-- Provided records --
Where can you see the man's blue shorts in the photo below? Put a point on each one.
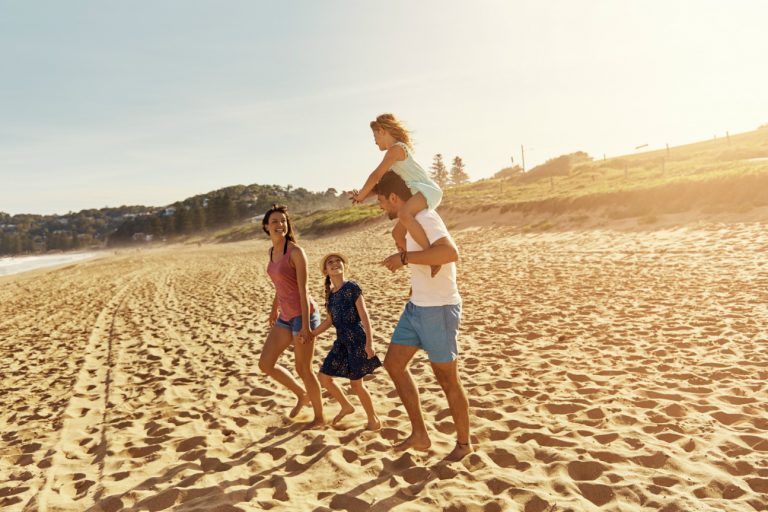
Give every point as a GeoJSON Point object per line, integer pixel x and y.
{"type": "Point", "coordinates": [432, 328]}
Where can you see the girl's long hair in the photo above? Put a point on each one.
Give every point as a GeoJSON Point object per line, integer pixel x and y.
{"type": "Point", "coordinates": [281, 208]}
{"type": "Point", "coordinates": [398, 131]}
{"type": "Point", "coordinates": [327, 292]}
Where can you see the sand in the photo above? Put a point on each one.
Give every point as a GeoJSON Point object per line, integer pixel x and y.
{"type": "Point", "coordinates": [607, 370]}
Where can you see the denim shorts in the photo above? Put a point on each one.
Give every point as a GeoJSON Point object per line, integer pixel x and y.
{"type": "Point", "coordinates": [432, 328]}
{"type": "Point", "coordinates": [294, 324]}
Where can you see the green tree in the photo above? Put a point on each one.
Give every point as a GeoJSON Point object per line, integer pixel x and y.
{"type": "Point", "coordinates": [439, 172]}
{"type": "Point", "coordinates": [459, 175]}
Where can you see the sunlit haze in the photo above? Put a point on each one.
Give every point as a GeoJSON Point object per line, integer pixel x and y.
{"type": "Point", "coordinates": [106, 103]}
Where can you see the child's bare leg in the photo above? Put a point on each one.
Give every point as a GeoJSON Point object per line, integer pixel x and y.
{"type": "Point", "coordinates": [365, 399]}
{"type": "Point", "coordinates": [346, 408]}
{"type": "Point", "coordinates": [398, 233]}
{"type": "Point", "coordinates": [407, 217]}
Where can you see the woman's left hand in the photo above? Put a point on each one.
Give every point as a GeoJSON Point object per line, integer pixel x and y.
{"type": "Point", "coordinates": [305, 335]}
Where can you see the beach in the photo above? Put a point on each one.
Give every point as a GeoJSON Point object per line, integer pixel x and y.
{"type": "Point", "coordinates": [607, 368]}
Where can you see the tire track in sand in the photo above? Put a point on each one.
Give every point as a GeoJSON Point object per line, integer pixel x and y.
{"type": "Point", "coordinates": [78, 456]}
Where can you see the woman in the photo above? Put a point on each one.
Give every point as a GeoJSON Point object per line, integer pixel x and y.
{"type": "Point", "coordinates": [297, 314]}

-- Exercise requirements --
An exact copy of the data above is required, printed without its pictures.

-- Exercise answer --
Where can you see the man's blue shorts in the photo below? Put a point on each one.
Give every point as a GeoJSON Point object per line, integer pixel x and y.
{"type": "Point", "coordinates": [432, 328]}
Where can you see the girl's long hair in the photo above? Put a point on each one.
Give every point as a GeoJSON Point object per line, integer pixel x and y.
{"type": "Point", "coordinates": [281, 208]}
{"type": "Point", "coordinates": [398, 131]}
{"type": "Point", "coordinates": [327, 292]}
Where can you see the sand in the photo above? Put a point on each one.
Give every point as a GeoJSON Point object per line, integer pixel x and y.
{"type": "Point", "coordinates": [607, 370]}
Where can you see the denim shorts in the photo above? Put a point on each one.
Give every point as a GeoJSON Point object per line, integer pixel x and y.
{"type": "Point", "coordinates": [432, 328]}
{"type": "Point", "coordinates": [294, 324]}
Where can you see the green tree in the photo above? Put a point on each one.
Give every point as a GeoJSON Point object per line, integer pixel x and y.
{"type": "Point", "coordinates": [439, 172]}
{"type": "Point", "coordinates": [459, 175]}
Where can you see the sunlit haze in the photo above? Put a point on each one.
Give every point as a GeoJSON Point object per line, integer pixel x and y.
{"type": "Point", "coordinates": [106, 103]}
Where can you see the child's bare leg in the photo above? Put a point on each one.
Give every point as a GeoJSON Point object per line, integer pixel x and y.
{"type": "Point", "coordinates": [365, 399]}
{"type": "Point", "coordinates": [346, 408]}
{"type": "Point", "coordinates": [398, 233]}
{"type": "Point", "coordinates": [407, 217]}
Where can you see the woman's left hand in the photo above? Put a point on each one.
Give every point as a GeoJSON Point object per line, integer pixel x and y.
{"type": "Point", "coordinates": [305, 335]}
Where can you see the beach in the photo above? Put a point on each one.
Give every point as a GeoJSON Point object per line, integer pixel x and y.
{"type": "Point", "coordinates": [607, 368]}
Where can you see the tire track in sand in the photo above? Put a point on each one.
Give every point as a GeoJSON Point object per line, integer pixel x and y.
{"type": "Point", "coordinates": [78, 456]}
Where can you see the woman in the photo above? Put a point on each one.
Give every point as a GeoJSON Point object per line, integer pixel x and y.
{"type": "Point", "coordinates": [297, 314]}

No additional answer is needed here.